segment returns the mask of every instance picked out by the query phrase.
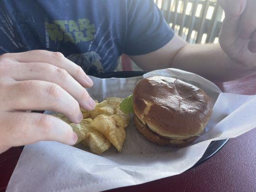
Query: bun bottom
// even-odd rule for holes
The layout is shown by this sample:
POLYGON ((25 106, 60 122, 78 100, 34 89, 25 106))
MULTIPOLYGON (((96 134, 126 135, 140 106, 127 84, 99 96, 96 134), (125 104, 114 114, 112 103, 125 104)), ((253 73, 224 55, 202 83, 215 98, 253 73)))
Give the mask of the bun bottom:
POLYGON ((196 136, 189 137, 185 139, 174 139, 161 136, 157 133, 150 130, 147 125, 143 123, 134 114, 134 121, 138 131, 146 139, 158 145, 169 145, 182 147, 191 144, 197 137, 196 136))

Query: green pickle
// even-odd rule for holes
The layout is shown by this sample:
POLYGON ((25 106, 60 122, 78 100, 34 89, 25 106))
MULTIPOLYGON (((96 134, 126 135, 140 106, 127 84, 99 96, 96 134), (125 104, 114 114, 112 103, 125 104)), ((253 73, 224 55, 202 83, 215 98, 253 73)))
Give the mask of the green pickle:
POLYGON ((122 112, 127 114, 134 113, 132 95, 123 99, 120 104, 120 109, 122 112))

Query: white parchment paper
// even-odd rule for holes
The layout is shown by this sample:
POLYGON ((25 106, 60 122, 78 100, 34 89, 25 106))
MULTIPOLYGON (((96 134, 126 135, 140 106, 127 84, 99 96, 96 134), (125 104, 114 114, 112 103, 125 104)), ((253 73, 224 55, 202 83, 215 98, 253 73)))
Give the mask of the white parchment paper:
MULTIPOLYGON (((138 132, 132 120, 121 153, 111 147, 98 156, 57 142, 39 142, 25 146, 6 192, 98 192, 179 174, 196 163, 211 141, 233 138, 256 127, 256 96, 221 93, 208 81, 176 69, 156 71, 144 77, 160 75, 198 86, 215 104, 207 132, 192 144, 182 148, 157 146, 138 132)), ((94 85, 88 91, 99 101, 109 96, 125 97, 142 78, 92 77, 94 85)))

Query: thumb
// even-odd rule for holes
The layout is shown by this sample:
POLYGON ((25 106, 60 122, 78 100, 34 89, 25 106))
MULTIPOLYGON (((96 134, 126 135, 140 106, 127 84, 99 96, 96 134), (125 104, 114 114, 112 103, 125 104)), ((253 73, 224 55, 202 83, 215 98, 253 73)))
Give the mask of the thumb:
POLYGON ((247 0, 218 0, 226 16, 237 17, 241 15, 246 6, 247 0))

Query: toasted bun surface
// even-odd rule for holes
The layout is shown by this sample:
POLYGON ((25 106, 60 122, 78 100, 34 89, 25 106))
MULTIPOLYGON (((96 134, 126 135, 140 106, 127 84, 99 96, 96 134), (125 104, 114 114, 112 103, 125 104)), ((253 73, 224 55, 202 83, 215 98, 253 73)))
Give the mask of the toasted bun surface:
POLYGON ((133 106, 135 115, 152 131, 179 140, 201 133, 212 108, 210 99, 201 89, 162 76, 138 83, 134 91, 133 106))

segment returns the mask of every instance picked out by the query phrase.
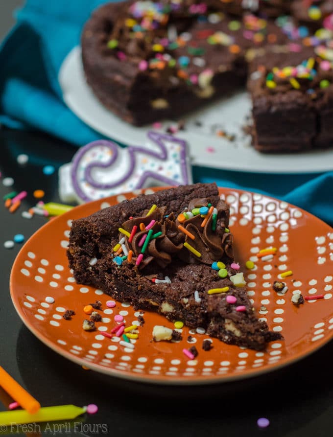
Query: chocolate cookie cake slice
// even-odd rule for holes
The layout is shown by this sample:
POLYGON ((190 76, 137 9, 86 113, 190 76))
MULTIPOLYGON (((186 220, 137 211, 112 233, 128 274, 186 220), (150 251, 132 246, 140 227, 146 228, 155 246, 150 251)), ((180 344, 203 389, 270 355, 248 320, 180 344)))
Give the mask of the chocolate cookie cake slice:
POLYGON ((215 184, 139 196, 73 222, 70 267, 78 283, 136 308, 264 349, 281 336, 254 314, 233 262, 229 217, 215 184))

★ ★ ★

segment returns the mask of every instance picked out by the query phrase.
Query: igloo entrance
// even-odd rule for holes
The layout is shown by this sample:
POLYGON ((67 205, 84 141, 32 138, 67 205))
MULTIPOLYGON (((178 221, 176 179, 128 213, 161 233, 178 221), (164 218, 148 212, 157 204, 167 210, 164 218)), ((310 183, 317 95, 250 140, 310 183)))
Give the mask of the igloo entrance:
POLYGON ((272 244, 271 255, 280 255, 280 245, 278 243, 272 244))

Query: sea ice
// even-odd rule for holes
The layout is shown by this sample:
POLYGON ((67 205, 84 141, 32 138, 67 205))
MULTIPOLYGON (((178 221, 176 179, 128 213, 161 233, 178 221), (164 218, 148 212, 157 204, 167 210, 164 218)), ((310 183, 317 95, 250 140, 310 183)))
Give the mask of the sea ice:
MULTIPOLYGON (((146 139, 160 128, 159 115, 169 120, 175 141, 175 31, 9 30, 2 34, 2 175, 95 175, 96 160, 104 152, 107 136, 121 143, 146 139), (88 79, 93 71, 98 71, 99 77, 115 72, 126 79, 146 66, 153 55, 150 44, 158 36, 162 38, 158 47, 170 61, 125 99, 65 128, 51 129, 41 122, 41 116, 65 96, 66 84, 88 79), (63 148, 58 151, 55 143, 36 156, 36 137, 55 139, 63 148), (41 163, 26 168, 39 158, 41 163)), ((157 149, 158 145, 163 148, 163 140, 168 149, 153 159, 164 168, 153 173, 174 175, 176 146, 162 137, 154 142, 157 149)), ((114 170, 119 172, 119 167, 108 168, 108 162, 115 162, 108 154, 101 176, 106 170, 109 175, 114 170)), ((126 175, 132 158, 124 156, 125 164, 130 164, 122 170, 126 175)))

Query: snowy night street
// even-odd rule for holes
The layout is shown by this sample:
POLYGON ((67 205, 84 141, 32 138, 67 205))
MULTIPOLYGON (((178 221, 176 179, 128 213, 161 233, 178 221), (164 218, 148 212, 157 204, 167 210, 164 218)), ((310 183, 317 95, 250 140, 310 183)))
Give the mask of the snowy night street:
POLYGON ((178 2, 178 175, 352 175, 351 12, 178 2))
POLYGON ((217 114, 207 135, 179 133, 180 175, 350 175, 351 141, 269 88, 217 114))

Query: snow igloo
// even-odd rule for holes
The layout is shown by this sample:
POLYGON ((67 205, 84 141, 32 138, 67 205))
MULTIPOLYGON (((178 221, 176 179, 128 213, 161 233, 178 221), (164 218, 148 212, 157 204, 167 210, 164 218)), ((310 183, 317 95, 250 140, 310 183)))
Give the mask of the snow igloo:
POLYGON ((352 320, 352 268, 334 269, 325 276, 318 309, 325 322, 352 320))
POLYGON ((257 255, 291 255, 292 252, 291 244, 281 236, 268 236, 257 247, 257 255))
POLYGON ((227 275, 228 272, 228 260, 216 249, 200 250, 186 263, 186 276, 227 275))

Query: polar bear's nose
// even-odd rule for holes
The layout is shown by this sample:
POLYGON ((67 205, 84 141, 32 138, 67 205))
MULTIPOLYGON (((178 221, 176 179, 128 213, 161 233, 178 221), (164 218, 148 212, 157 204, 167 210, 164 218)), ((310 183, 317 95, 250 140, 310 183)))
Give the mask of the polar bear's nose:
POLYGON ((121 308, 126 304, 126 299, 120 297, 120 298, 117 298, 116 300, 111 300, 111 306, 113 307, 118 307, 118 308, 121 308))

★ ★ ★

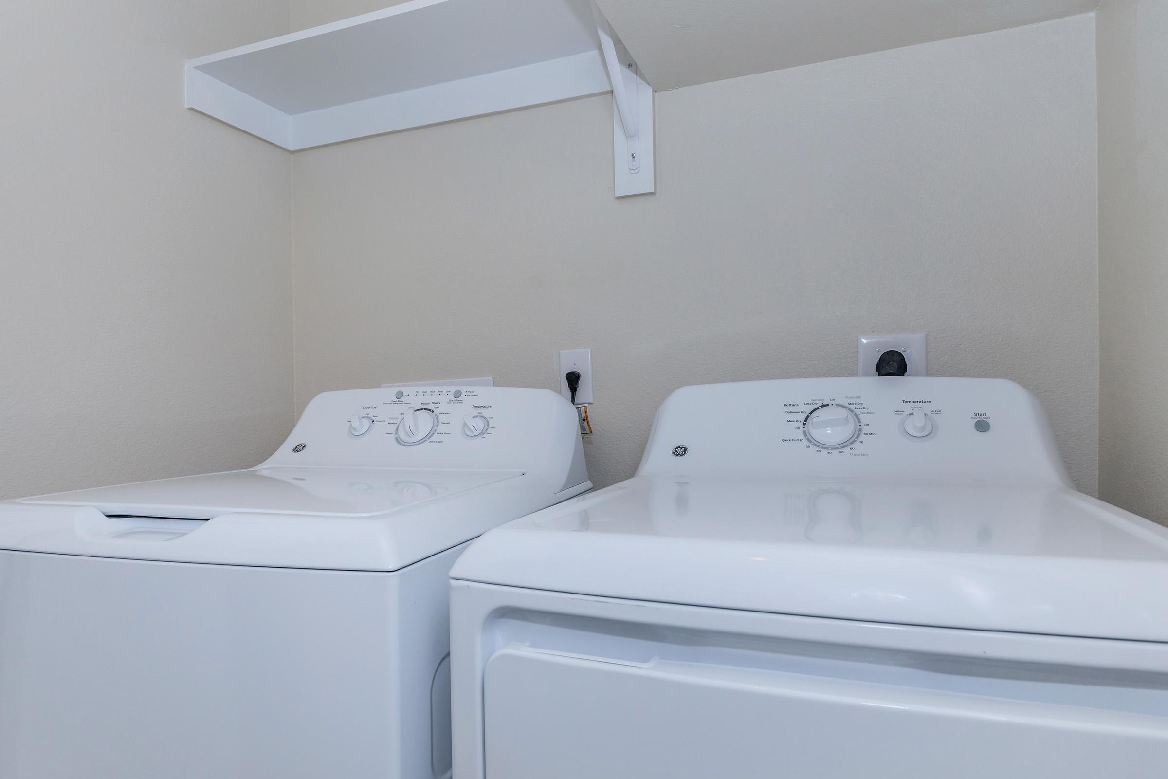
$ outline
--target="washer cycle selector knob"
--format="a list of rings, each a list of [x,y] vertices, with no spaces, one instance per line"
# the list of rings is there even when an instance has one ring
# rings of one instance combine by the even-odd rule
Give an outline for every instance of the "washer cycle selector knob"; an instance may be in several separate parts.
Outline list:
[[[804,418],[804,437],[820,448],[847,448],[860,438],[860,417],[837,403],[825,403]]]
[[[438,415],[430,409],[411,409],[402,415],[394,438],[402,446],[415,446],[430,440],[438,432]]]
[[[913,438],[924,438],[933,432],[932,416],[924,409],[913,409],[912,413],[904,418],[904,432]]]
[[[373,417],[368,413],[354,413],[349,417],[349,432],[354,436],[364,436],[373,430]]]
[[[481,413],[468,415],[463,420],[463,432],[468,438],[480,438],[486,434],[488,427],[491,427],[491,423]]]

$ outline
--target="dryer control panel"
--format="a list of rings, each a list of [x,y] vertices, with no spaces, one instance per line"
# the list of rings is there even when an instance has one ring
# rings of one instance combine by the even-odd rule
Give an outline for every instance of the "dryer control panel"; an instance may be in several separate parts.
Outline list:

★ ★ ★

Write out the lines starting at the one containing "Query: thumb" and ending at the one containing "POLYGON ((133 106, 135", unchanged.

Query: thumb
// even-odd rule for holes
The layout is shown by this sample:
POLYGON ((25 106, 60 122, 78 100, 34 89, 25 106))
MULTIPOLYGON (((96 134, 126 135, 140 106, 127 84, 99 96, 96 134), (125 104, 114 114, 112 103, 125 104)), ((253 73, 224 55, 202 83, 215 98, 253 73)))
Give the mask of the thumb:
POLYGON ((247 0, 218 0, 226 16, 237 17, 241 15, 246 6, 247 0))

Query: toasted bun surface
// even-odd rule for holes
The layout is shown by this sample:
POLYGON ((25 106, 60 122, 78 100, 34 89, 25 106))
MULTIPOLYGON (((96 134, 126 135, 140 106, 127 84, 99 96, 96 134), (125 104, 114 114, 112 103, 125 104)), ((253 73, 224 55, 202 83, 215 98, 253 73)))
Give the mask of the toasted bun surface:
POLYGON ((133 106, 135 115, 152 131, 179 140, 201 133, 212 108, 210 99, 201 89, 162 76, 138 83, 134 91, 133 106))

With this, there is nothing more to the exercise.